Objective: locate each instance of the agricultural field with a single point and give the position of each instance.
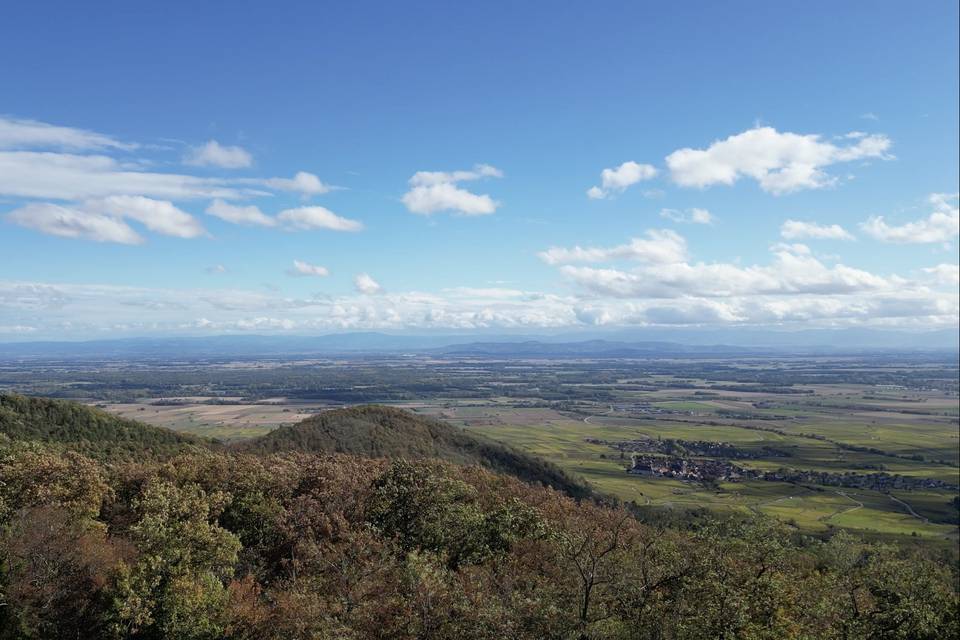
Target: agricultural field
(851, 415)
(220, 421)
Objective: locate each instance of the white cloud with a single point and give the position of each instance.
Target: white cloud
(661, 246)
(159, 216)
(799, 230)
(248, 215)
(366, 285)
(690, 216)
(779, 162)
(30, 134)
(794, 271)
(301, 268)
(303, 183)
(943, 225)
(68, 222)
(435, 191)
(64, 176)
(103, 220)
(82, 310)
(948, 274)
(308, 218)
(213, 154)
(617, 180)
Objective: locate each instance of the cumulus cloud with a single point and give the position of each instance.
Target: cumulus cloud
(690, 216)
(436, 191)
(617, 179)
(213, 154)
(83, 309)
(366, 285)
(780, 162)
(794, 271)
(943, 225)
(302, 182)
(103, 220)
(660, 246)
(301, 268)
(309, 218)
(30, 134)
(800, 230)
(245, 215)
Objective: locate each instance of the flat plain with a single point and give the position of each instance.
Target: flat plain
(861, 414)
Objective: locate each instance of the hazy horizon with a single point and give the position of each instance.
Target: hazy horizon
(498, 168)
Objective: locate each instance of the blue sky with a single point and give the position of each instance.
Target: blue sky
(789, 165)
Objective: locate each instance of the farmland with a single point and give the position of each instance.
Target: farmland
(896, 416)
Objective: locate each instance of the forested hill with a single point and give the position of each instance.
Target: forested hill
(384, 432)
(88, 430)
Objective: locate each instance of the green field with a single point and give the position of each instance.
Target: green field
(561, 438)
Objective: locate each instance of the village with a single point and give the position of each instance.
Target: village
(709, 470)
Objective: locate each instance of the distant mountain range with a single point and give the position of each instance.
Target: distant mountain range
(614, 343)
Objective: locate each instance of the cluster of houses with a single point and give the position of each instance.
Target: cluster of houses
(706, 470)
(681, 448)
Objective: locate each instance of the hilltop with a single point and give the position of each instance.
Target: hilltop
(376, 431)
(89, 430)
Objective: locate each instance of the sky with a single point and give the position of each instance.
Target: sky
(309, 168)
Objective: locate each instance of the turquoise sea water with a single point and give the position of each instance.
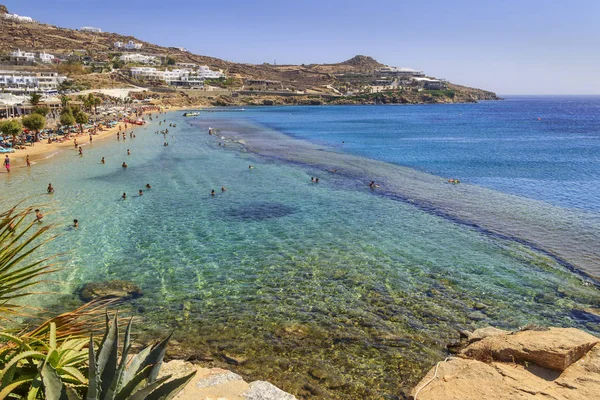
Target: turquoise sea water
(329, 290)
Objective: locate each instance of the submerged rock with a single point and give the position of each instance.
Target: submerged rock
(118, 289)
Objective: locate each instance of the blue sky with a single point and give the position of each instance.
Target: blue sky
(510, 46)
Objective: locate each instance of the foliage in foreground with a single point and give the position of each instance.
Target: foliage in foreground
(111, 378)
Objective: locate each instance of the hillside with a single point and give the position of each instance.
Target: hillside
(311, 78)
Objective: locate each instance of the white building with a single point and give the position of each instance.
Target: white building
(18, 18)
(207, 73)
(429, 83)
(29, 82)
(178, 77)
(90, 29)
(131, 45)
(46, 58)
(138, 58)
(399, 71)
(22, 56)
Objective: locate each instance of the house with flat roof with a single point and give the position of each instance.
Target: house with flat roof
(90, 29)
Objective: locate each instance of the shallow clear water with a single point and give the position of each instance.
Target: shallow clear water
(326, 289)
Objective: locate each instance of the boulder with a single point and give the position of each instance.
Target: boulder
(261, 390)
(482, 333)
(464, 379)
(217, 383)
(555, 348)
(119, 289)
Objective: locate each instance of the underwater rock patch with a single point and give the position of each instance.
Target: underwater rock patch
(119, 289)
(258, 211)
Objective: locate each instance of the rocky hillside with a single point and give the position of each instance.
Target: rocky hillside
(316, 78)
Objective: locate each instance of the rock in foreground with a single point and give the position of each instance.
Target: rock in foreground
(217, 383)
(468, 379)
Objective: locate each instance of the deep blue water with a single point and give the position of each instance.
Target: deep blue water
(545, 148)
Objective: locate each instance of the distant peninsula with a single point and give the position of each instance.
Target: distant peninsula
(88, 58)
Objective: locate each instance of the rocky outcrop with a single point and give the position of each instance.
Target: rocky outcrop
(556, 348)
(542, 364)
(217, 383)
(116, 289)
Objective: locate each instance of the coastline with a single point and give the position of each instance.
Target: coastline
(555, 231)
(42, 151)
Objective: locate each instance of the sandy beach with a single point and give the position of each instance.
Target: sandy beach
(42, 151)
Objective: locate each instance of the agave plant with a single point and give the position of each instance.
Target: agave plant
(20, 376)
(111, 378)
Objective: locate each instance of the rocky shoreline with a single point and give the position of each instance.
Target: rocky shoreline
(535, 363)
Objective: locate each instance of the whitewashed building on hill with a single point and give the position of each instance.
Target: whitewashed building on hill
(22, 56)
(90, 29)
(131, 45)
(138, 58)
(18, 18)
(19, 82)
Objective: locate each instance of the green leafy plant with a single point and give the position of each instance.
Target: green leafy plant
(114, 378)
(21, 355)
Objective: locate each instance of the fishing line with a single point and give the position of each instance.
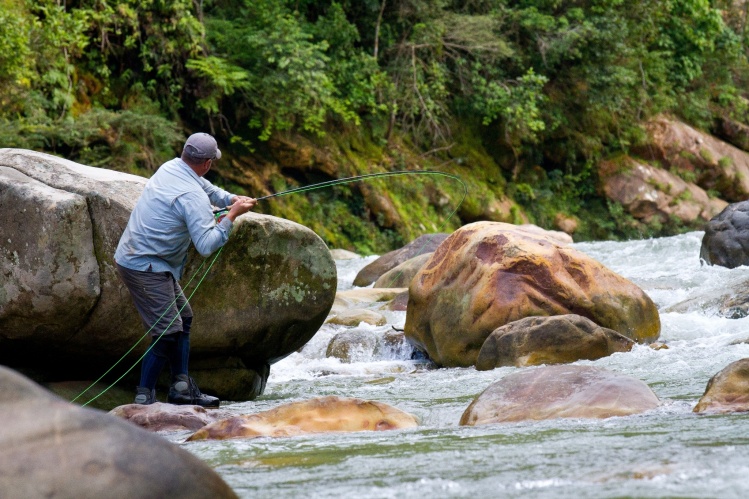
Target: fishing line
(358, 178)
(160, 335)
(307, 188)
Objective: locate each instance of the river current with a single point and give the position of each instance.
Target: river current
(666, 452)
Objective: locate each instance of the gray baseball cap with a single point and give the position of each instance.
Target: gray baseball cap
(203, 146)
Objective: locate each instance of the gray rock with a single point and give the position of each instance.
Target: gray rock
(726, 239)
(355, 345)
(549, 340)
(400, 276)
(50, 448)
(63, 307)
(423, 244)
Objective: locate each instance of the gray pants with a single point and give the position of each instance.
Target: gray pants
(158, 298)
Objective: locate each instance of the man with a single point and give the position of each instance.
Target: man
(174, 209)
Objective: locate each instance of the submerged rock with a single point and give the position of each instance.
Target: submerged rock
(354, 346)
(423, 244)
(549, 340)
(726, 239)
(359, 298)
(355, 316)
(325, 414)
(487, 274)
(727, 391)
(401, 276)
(51, 448)
(168, 417)
(566, 391)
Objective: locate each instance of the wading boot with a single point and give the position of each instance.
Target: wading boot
(184, 391)
(144, 396)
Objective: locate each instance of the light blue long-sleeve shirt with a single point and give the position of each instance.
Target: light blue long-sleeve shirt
(174, 209)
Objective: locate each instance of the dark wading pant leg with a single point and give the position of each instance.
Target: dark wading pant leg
(167, 315)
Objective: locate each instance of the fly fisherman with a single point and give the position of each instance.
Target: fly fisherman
(174, 209)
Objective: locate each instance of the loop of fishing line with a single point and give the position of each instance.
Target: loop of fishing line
(296, 190)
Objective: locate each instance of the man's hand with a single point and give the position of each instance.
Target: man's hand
(240, 205)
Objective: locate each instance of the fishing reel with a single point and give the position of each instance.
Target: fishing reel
(220, 213)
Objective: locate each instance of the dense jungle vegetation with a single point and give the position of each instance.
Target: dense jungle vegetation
(520, 98)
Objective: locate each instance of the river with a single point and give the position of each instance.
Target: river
(666, 452)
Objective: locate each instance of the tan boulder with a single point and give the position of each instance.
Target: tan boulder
(358, 298)
(561, 238)
(727, 391)
(549, 340)
(399, 303)
(51, 448)
(735, 133)
(649, 193)
(325, 414)
(716, 165)
(565, 391)
(488, 274)
(168, 417)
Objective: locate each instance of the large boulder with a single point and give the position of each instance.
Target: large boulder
(317, 415)
(64, 310)
(726, 239)
(488, 274)
(649, 193)
(727, 391)
(566, 391)
(549, 340)
(51, 448)
(423, 244)
(715, 165)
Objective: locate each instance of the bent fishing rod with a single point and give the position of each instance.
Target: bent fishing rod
(222, 212)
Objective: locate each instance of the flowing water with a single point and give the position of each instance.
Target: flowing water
(666, 452)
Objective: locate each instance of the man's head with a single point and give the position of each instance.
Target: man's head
(199, 152)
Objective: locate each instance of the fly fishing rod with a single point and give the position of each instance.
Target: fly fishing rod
(218, 214)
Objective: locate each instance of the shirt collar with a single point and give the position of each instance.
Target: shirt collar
(189, 170)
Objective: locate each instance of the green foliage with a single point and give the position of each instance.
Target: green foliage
(548, 87)
(289, 79)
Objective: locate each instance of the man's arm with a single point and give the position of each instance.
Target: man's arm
(218, 196)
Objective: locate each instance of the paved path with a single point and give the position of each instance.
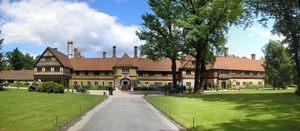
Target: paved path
(124, 112)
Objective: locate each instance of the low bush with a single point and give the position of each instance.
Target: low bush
(50, 87)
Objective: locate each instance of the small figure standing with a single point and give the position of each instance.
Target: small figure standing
(110, 89)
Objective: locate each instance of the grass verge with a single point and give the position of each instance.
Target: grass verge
(262, 110)
(35, 111)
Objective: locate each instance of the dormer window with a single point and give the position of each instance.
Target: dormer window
(47, 59)
(125, 70)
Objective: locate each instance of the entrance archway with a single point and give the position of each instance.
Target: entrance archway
(125, 84)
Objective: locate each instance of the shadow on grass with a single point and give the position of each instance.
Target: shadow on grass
(262, 110)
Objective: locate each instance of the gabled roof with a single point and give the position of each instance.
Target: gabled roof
(125, 61)
(93, 63)
(62, 58)
(17, 75)
(232, 63)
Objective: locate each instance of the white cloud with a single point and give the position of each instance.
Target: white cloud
(54, 22)
(263, 33)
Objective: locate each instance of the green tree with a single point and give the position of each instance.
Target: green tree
(28, 61)
(287, 23)
(206, 23)
(162, 35)
(16, 59)
(1, 53)
(278, 66)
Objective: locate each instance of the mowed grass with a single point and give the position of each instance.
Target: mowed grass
(34, 111)
(262, 110)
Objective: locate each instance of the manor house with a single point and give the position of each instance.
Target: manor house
(69, 69)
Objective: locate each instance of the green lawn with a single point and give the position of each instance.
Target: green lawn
(34, 111)
(262, 110)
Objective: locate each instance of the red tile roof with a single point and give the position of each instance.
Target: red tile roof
(62, 58)
(142, 64)
(17, 75)
(232, 63)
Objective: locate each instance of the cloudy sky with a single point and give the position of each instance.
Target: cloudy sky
(95, 26)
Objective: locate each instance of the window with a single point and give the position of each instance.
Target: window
(157, 84)
(147, 84)
(39, 69)
(188, 72)
(47, 59)
(48, 69)
(125, 70)
(223, 72)
(140, 73)
(189, 84)
(96, 73)
(194, 63)
(151, 73)
(57, 69)
(259, 83)
(254, 73)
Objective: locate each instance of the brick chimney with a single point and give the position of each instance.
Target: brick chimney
(104, 54)
(114, 52)
(226, 52)
(253, 56)
(70, 43)
(135, 52)
(77, 54)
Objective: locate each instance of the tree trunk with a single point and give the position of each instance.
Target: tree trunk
(197, 73)
(174, 76)
(296, 57)
(202, 76)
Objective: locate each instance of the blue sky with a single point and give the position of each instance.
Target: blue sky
(95, 26)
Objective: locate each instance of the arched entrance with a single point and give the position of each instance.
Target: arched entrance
(125, 84)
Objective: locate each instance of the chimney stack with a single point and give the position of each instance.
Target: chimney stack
(226, 52)
(253, 56)
(135, 52)
(70, 43)
(114, 52)
(104, 54)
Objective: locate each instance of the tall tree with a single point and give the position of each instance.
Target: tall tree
(287, 23)
(1, 53)
(207, 22)
(28, 61)
(163, 37)
(278, 66)
(16, 60)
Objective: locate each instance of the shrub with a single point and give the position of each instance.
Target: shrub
(51, 87)
(33, 86)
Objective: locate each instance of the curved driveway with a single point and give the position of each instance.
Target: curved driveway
(124, 112)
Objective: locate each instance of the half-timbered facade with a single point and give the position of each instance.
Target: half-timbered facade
(54, 66)
(119, 72)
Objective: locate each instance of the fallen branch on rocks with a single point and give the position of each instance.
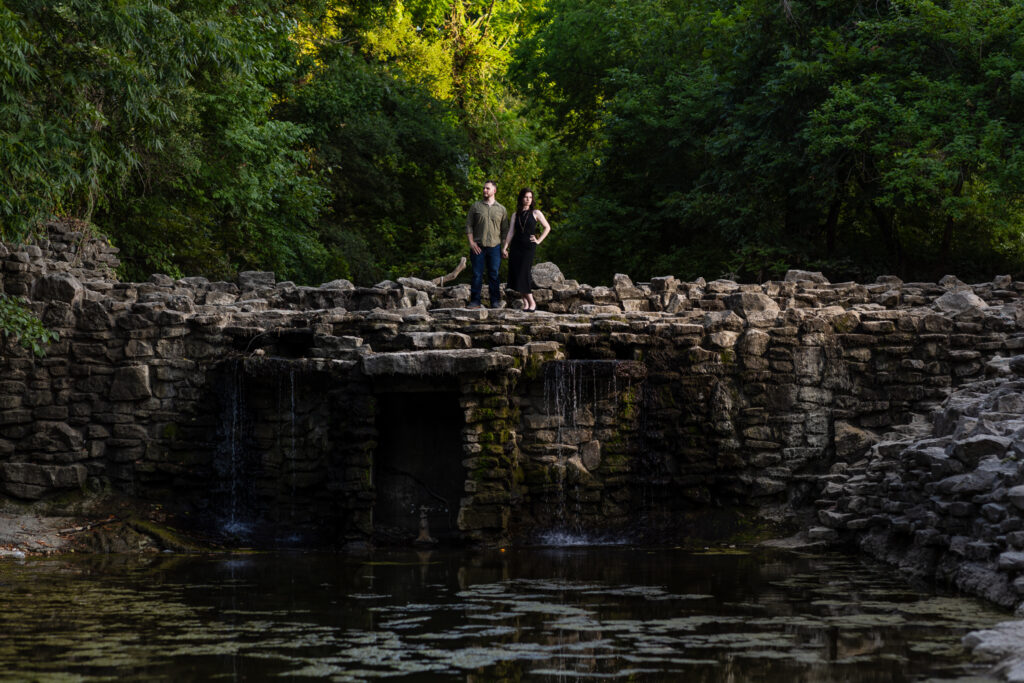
________________
PROMPT: Nothing but the lines from the one containing "Target: half-timbered facade" through the end of the entries is to be retyped, exactly as written and without pictures.

SOLVED PROBLEM:
Target: half-timbered facade
(54, 66)
(119, 72)
Objective: locate each instance of the fallen branch on rocks with a single point and give the position of each instance.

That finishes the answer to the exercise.